Dataset rows:
....................

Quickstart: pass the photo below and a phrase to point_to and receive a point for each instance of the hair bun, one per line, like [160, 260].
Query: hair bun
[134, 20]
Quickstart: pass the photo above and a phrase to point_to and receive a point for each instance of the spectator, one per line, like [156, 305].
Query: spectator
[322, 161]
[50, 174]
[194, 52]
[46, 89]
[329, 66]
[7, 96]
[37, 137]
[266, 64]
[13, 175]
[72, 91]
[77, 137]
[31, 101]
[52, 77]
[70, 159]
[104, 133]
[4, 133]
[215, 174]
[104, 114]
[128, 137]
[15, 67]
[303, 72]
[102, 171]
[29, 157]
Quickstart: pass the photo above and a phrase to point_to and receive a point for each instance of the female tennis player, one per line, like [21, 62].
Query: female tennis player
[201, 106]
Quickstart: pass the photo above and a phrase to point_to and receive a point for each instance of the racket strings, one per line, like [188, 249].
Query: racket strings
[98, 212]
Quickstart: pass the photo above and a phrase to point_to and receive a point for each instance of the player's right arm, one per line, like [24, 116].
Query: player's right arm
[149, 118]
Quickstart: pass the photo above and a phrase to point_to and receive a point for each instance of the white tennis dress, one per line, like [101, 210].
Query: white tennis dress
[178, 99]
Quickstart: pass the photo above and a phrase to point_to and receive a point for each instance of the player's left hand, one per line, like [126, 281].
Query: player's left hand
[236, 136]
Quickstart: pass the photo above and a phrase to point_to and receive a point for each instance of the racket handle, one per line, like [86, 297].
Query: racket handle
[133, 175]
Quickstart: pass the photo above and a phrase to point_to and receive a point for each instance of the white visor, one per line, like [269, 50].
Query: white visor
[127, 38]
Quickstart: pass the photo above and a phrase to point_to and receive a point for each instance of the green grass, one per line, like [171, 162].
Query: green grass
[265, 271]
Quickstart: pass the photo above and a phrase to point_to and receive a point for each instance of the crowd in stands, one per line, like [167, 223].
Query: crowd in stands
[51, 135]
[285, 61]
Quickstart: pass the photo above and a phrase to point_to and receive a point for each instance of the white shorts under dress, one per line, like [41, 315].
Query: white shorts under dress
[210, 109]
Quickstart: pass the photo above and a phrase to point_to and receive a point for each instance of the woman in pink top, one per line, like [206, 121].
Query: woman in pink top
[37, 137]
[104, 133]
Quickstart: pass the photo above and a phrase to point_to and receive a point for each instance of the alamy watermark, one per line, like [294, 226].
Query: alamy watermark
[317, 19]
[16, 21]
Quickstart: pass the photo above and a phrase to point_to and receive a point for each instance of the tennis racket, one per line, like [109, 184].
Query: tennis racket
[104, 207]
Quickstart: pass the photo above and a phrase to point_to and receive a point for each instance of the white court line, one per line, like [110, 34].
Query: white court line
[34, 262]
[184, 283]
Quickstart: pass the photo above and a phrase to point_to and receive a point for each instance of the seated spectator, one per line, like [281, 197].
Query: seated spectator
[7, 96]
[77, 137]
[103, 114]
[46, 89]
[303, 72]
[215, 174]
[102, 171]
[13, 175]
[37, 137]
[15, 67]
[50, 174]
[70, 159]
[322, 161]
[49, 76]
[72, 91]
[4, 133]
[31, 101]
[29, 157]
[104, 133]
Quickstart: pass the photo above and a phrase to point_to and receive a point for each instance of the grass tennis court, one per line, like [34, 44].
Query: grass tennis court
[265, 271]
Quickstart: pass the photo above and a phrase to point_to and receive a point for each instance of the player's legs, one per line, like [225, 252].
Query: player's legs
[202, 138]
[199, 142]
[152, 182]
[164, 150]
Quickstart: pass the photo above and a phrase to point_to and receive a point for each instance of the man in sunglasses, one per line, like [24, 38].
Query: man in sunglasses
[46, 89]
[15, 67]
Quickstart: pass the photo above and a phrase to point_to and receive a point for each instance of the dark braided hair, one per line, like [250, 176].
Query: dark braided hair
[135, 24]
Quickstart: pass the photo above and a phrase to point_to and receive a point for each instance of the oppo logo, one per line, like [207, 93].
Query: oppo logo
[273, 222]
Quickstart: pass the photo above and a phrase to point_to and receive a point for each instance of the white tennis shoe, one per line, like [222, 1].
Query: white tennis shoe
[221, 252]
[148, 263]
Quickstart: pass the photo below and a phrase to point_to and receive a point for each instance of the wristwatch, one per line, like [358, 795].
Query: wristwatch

....................

WORK TO BE COMPLETED: Repeat word for word each line from the one with "like [110, 34]." to the end of the records above, inclusive.

EXERCISE RESULT:
Quickstart: pass the photo above and a phrase to point_to and receive a point for each instance of the white court line, one per line, like [110, 34].
Query: white court line
[34, 262]
[184, 283]
Quickstart: pass the photo above and a phrase to point_to and receive a point for each instance of the seated spectator, one per line, like [281, 197].
Query: seated spectator
[7, 96]
[77, 137]
[103, 114]
[46, 89]
[303, 72]
[215, 174]
[102, 171]
[13, 175]
[37, 137]
[15, 67]
[50, 174]
[70, 159]
[322, 161]
[49, 76]
[72, 91]
[4, 133]
[31, 101]
[29, 157]
[104, 133]
Quickstart: pass the photo above and a phrase to point_to and receive a point for each instance of the grass tennis court, one per line, like [34, 44].
Query: grass tennis court
[265, 271]
Quickstart: pass the photo above and a phrase to point_to and receive a point for each instance of the player's legs, one per line, like [225, 252].
Query: player's legs
[202, 138]
[199, 142]
[152, 182]
[164, 150]
Quickstart: pass the photo above and a phrase to point_to and receive a point for each instance of the man in sunglasses, one per line, like [24, 38].
Query: man in sunglasses
[46, 89]
[15, 67]
Quickstart: pass the photo above and a phrase to point_to and receive a point for each instance of the dark braided hair, one per line, like [250, 176].
Query: dark braided hair
[135, 24]
Quickstart: pass the photo above and a phrase to point_to and receive a point for each instance of the oppo logo, one per line, like [207, 93].
Query: oppo logo
[273, 222]
Quickstart: pass the photo above and a phrase to point_to and receive a point for each instance of the white tennis shoe, one per line, like [222, 1].
Query: white tennis shoe
[221, 252]
[148, 263]
Quickstart: pass the photo below and a phrase to point_to and receive a point for each instance of the wristwatch, one per line, like [358, 795].
Query: wristwatch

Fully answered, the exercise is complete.